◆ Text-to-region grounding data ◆
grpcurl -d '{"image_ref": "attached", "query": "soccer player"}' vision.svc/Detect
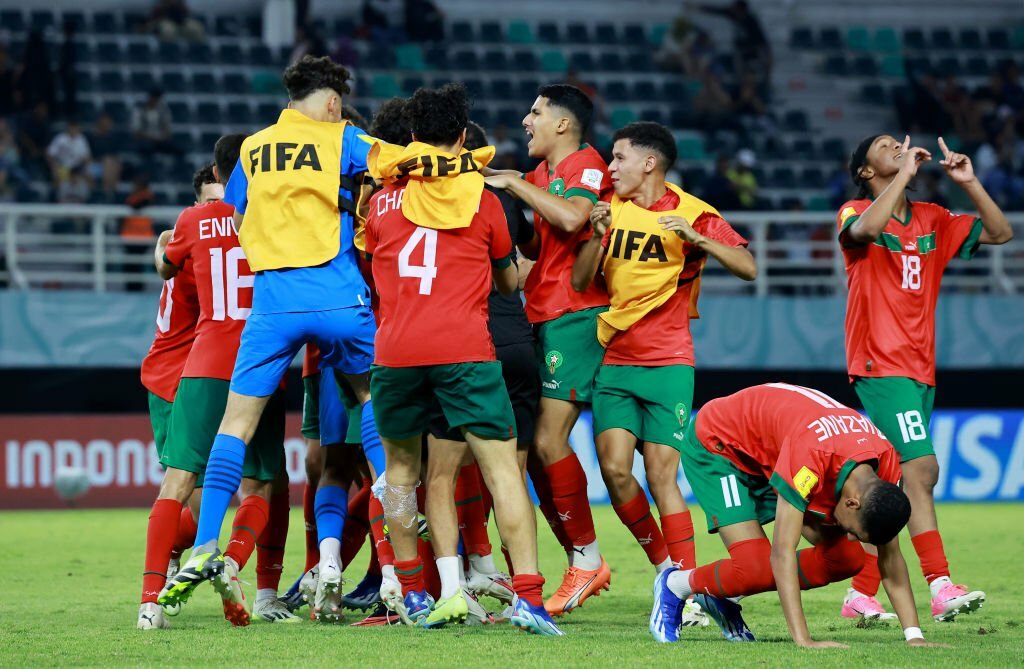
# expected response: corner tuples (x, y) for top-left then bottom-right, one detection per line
(136, 167), (206, 631)
(838, 135), (1012, 621)
(571, 123), (754, 590)
(484, 84), (612, 615)
(363, 83), (561, 636)
(161, 56), (385, 625)
(650, 383), (940, 649)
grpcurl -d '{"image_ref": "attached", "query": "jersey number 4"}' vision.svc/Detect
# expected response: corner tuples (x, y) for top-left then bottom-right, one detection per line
(210, 247), (253, 321)
(901, 255), (921, 290)
(399, 228), (438, 295)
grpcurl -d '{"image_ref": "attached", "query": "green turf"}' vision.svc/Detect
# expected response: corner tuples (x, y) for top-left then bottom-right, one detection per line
(1, 504), (1021, 668)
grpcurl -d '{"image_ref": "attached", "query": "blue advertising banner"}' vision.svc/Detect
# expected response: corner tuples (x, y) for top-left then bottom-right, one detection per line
(564, 410), (1024, 504)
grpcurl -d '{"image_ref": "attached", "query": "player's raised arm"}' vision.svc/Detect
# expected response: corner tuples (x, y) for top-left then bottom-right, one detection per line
(485, 173), (595, 234)
(571, 201), (610, 292)
(771, 497), (847, 649)
(844, 135), (931, 246)
(936, 136), (1013, 246)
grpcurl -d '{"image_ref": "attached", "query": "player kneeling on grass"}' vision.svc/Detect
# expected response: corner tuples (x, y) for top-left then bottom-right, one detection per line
(363, 83), (562, 636)
(650, 383), (943, 649)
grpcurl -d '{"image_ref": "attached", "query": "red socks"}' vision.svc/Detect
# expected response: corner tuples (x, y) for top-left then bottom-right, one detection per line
(456, 464), (492, 557)
(661, 511), (696, 569)
(613, 492), (668, 566)
(690, 537), (774, 598)
(224, 495), (270, 571)
(852, 552), (881, 596)
(170, 504), (197, 560)
(395, 557), (426, 595)
(369, 495), (395, 568)
(530, 464), (573, 554)
(303, 483), (318, 571)
(911, 530), (950, 583)
(546, 453), (597, 546)
(141, 499), (182, 603)
(512, 573), (545, 607)
(255, 492), (289, 592)
(340, 479), (372, 569)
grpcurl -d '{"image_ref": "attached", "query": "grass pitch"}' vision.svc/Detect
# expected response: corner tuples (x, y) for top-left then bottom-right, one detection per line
(1, 504), (1021, 668)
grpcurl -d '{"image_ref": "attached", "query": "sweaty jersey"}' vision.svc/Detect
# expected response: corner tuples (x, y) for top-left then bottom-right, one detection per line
(164, 200), (254, 380)
(838, 199), (983, 386)
(523, 145), (611, 323)
(365, 179), (513, 367)
(694, 383), (901, 522)
(600, 188), (747, 366)
(140, 261), (199, 402)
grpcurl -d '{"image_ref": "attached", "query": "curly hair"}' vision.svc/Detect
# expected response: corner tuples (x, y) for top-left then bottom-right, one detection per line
(192, 163), (217, 199)
(403, 83), (469, 146)
(464, 120), (487, 151)
(861, 479), (912, 545)
(282, 55), (351, 101)
(370, 97), (412, 145)
(612, 121), (678, 171)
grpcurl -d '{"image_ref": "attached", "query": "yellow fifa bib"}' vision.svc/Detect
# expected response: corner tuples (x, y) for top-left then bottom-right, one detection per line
(238, 110), (346, 271)
(597, 182), (719, 347)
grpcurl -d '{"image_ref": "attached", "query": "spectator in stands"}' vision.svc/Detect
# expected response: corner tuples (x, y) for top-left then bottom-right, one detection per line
(47, 119), (92, 202)
(726, 148), (758, 210)
(405, 0), (445, 43)
(146, 0), (206, 42)
(977, 122), (1024, 211)
(360, 0), (402, 44)
(132, 89), (180, 156)
(733, 71), (771, 133)
(701, 154), (741, 210)
(657, 16), (720, 80)
(87, 112), (122, 202)
(0, 47), (17, 118)
(122, 173), (157, 292)
(698, 0), (771, 81)
(693, 72), (736, 132)
(0, 119), (26, 201)
(16, 101), (51, 177)
(15, 31), (55, 114)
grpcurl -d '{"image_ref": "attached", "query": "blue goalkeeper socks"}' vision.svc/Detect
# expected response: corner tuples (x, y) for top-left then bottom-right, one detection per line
(194, 434), (246, 547)
(315, 485), (349, 544)
(360, 400), (386, 478)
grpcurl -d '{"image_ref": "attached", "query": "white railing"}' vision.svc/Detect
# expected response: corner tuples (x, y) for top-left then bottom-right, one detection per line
(0, 203), (1022, 295)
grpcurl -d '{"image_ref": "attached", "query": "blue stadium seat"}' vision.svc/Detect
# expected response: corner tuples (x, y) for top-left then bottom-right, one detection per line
(28, 10), (55, 32)
(63, 11), (85, 30)
(566, 23), (590, 43)
(594, 24), (617, 44)
(250, 44), (272, 66)
(1, 10), (25, 33)
(936, 55), (962, 76)
(256, 102), (279, 123)
(79, 100), (99, 123)
(97, 69), (126, 93)
(512, 50), (538, 71)
(92, 11), (118, 34)
(516, 77), (540, 99)
(196, 101), (222, 124)
(192, 72), (216, 91)
(661, 81), (688, 103)
(96, 40), (123, 64)
(622, 24), (645, 45)
(226, 102), (252, 125)
(597, 52), (624, 72)
(903, 28), (926, 50)
(823, 55), (848, 76)
(76, 69), (96, 93)
(640, 108), (666, 125)
(425, 46), (448, 70)
(861, 82), (887, 103)
(126, 41), (154, 65)
(463, 77), (486, 99)
(402, 75), (425, 95)
(471, 107), (495, 130)
(155, 41), (181, 64)
(480, 21), (501, 43)
(959, 29), (982, 50)
(538, 22), (560, 43)
(482, 49), (509, 71)
(965, 56), (989, 76)
(800, 166), (825, 187)
(633, 80), (658, 102)
(818, 27), (842, 50)
(189, 43), (213, 63)
(987, 28), (1010, 50)
(790, 27), (815, 49)
(930, 28), (954, 49)
(496, 107), (523, 128)
(223, 73), (248, 95)
(214, 16), (244, 37)
(789, 139), (815, 160)
(123, 12), (147, 32)
(605, 80), (628, 100)
(569, 51), (594, 71)
(130, 71), (158, 92)
(669, 107), (696, 130)
(219, 43), (243, 64)
(451, 20), (475, 41)
(770, 166), (796, 188)
(783, 110), (809, 132)
(452, 48), (479, 71)
(485, 76), (512, 99)
(103, 100), (130, 124)
(171, 130), (196, 154)
(626, 51), (648, 71)
(168, 101), (191, 124)
(851, 55), (878, 77)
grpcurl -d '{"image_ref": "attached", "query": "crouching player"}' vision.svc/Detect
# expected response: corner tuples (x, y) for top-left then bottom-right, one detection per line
(650, 383), (943, 649)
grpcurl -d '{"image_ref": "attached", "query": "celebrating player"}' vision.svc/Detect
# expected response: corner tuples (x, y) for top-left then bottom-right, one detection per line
(363, 83), (561, 636)
(838, 135), (1012, 621)
(572, 123), (754, 606)
(485, 84), (612, 616)
(161, 55), (385, 625)
(651, 383), (938, 649)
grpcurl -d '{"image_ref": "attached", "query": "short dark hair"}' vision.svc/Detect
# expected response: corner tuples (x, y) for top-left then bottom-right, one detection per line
(283, 55), (351, 101)
(464, 120), (487, 151)
(537, 84), (594, 138)
(213, 133), (247, 185)
(341, 103), (368, 128)
(861, 479), (911, 545)
(404, 83), (469, 146)
(370, 97), (412, 145)
(612, 121), (678, 171)
(192, 163), (217, 199)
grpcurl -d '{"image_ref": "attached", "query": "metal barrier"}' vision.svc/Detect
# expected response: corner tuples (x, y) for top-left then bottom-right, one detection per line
(0, 203), (1021, 295)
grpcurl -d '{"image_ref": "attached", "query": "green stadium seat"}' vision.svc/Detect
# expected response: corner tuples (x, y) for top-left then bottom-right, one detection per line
(649, 24), (668, 46)
(846, 26), (870, 51)
(372, 74), (401, 98)
(872, 28), (901, 53)
(250, 70), (284, 95)
(610, 107), (637, 128)
(675, 135), (706, 161)
(806, 194), (832, 211)
(881, 54), (905, 77)
(395, 44), (427, 71)
(683, 79), (704, 97)
(1012, 26), (1024, 49)
(541, 50), (567, 73)
(942, 135), (962, 152)
(507, 20), (535, 44)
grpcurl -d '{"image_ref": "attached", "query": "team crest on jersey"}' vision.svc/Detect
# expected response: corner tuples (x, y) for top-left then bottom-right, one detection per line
(793, 466), (819, 499)
(548, 178), (566, 197)
(546, 350), (564, 374)
(674, 402), (688, 427)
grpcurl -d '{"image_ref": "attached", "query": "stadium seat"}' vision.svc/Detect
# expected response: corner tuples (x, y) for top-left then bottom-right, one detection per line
(1011, 26), (1024, 49)
(872, 28), (901, 53)
(192, 71), (216, 92)
(515, 77), (540, 99)
(226, 102), (252, 125)
(28, 10), (55, 32)
(214, 16), (244, 37)
(483, 49), (509, 71)
(605, 80), (629, 101)
(507, 20), (535, 44)
(597, 52), (624, 72)
(537, 22), (560, 43)
(495, 106), (523, 128)
(823, 55), (848, 76)
(124, 11), (147, 32)
(395, 44), (427, 71)
(92, 11), (118, 34)
(903, 28), (926, 50)
(818, 27), (842, 50)
(76, 69), (96, 93)
(675, 135), (706, 160)
(661, 81), (689, 103)
(800, 166), (825, 187)
(424, 46), (448, 70)
(451, 20), (475, 42)
(626, 51), (649, 72)
(770, 167), (796, 189)
(218, 43), (244, 64)
(880, 54), (905, 77)
(930, 28), (955, 49)
(569, 51), (595, 72)
(130, 70), (158, 92)
(987, 28), (1010, 50)
(966, 56), (989, 76)
(480, 21), (502, 43)
(189, 43), (213, 63)
(63, 11), (85, 30)
(846, 26), (870, 52)
(594, 23), (617, 44)
(806, 194), (832, 211)
(640, 108), (666, 125)
(463, 77), (486, 99)
(0, 10), (25, 33)
(401, 75), (425, 95)
(633, 80), (658, 102)
(126, 41), (155, 65)
(452, 48), (479, 71)
(156, 41), (183, 64)
(790, 27), (815, 49)
(566, 23), (590, 43)
(936, 56), (962, 76)
(610, 107), (637, 127)
(198, 130), (222, 151)
(171, 131), (196, 154)
(256, 102), (279, 123)
(161, 71), (187, 94)
(168, 101), (191, 124)
(681, 166), (708, 190)
(648, 23), (668, 46)
(622, 24), (645, 45)
(97, 69), (126, 93)
(541, 50), (567, 73)
(372, 74), (401, 99)
(250, 44), (273, 66)
(485, 76), (513, 99)
(103, 100), (130, 124)
(196, 101), (222, 125)
(472, 108), (495, 129)
(959, 28), (982, 50)
(96, 40), (123, 64)
(851, 55), (878, 77)
(861, 82), (886, 103)
(783, 110), (809, 132)
(223, 73), (248, 95)
(789, 140), (815, 161)
(512, 49), (538, 71)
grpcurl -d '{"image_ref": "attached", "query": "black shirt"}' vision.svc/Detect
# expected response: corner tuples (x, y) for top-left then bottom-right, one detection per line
(486, 185), (534, 348)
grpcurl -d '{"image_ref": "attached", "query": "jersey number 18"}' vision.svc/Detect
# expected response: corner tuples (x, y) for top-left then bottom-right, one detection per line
(901, 255), (921, 290)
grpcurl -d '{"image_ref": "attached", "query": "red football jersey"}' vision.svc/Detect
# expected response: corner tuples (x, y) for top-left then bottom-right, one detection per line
(600, 190), (747, 366)
(694, 383), (901, 522)
(365, 180), (512, 367)
(523, 145), (611, 323)
(140, 261), (199, 402)
(838, 199), (982, 386)
(164, 200), (254, 380)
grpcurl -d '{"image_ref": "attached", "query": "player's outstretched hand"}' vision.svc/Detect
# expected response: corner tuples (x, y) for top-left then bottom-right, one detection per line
(937, 136), (975, 185)
(896, 135), (931, 179)
(659, 215), (701, 244)
(589, 201), (611, 236)
(907, 638), (949, 648)
(796, 639), (848, 649)
(484, 174), (514, 190)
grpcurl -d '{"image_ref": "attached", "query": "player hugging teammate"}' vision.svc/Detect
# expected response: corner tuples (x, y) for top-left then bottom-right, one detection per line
(135, 51), (1012, 647)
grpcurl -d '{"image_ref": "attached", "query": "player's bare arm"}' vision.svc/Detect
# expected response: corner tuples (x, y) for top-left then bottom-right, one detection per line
(658, 216), (757, 281)
(486, 173), (594, 234)
(494, 260), (518, 295)
(481, 166), (523, 179)
(876, 538), (945, 647)
(154, 230), (176, 278)
(571, 201), (610, 292)
(771, 498), (848, 649)
(845, 136), (930, 246)
(232, 210), (244, 233)
(936, 136), (1013, 246)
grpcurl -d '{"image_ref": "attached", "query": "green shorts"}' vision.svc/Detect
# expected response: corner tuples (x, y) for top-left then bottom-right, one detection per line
(370, 362), (516, 441)
(854, 376), (935, 462)
(536, 306), (608, 404)
(162, 377), (285, 483)
(679, 421), (778, 533)
(148, 392), (174, 459)
(592, 364), (694, 448)
(301, 373), (363, 445)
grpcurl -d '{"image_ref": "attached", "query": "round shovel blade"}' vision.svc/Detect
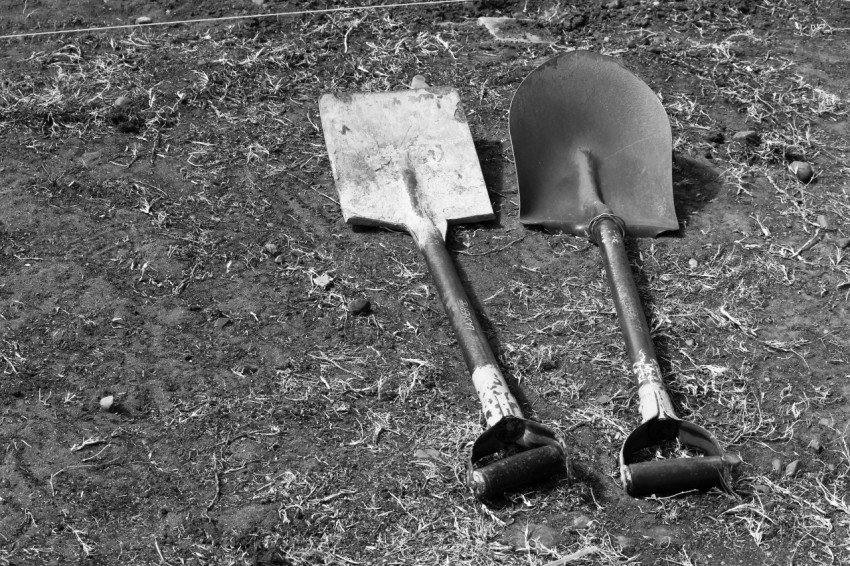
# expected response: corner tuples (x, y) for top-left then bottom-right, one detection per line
(510, 51), (678, 238)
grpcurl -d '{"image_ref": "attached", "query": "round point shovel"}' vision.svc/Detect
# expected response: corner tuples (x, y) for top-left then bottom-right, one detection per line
(319, 80), (569, 499)
(509, 51), (739, 497)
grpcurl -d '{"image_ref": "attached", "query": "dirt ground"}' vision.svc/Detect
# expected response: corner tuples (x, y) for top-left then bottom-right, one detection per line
(1, 0), (850, 564)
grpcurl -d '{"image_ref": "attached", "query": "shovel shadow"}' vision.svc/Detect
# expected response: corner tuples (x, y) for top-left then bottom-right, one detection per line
(671, 152), (724, 233)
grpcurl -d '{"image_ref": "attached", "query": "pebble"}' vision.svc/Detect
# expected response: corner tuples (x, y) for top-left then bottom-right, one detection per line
(595, 394), (611, 405)
(347, 297), (371, 315)
(563, 511), (593, 531)
(410, 75), (429, 89)
(819, 417), (835, 427)
(688, 258), (698, 268)
(135, 16), (152, 25)
(504, 522), (564, 549)
(785, 459), (802, 477)
(114, 95), (131, 109)
(788, 161), (814, 183)
(771, 457), (782, 474)
(614, 534), (637, 554)
(413, 448), (442, 462)
(263, 242), (279, 255)
(809, 437), (823, 454)
(733, 130), (761, 145)
(214, 317), (232, 330)
(837, 237), (850, 249)
(605, 0), (622, 8)
(312, 273), (334, 290)
(99, 395), (114, 411)
(252, 0), (265, 5)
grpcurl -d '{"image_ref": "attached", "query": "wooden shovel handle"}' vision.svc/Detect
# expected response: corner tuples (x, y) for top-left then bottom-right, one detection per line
(591, 216), (677, 423)
(416, 225), (523, 427)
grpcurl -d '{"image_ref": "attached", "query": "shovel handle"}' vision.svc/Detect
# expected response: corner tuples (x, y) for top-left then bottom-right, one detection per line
(623, 456), (737, 496)
(591, 217), (677, 423)
(470, 445), (566, 499)
(416, 226), (523, 427)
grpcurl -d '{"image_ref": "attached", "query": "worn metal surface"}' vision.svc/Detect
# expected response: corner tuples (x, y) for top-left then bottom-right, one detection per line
(510, 50), (678, 238)
(319, 87), (493, 243)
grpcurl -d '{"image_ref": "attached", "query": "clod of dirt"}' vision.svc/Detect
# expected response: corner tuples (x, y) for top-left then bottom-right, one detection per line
(263, 242), (279, 255)
(114, 95), (131, 109)
(733, 130), (761, 145)
(347, 297), (371, 315)
(785, 459), (803, 477)
(705, 130), (725, 144)
(789, 161), (814, 184)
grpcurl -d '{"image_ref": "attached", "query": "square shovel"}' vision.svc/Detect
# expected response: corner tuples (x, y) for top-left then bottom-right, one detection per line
(320, 82), (568, 499)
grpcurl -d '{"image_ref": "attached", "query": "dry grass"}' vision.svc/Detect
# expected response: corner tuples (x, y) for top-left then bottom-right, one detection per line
(1, 1), (850, 565)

◆ Task directions ◆
Every line above that includes the word "grass" must appear in the answer.

◆ Result below ◆
grpcurl -d '{"image_ref": "attached", "query": "player kneeling on grass"}' vision.svc/Detect
grpcurl -d '{"image_ref": "attached", "query": "grass pitch"}' vision.svc/Detect
grpcurl -d '{"image_ref": "attached", "query": "dry grass"}' vision.svc/Detect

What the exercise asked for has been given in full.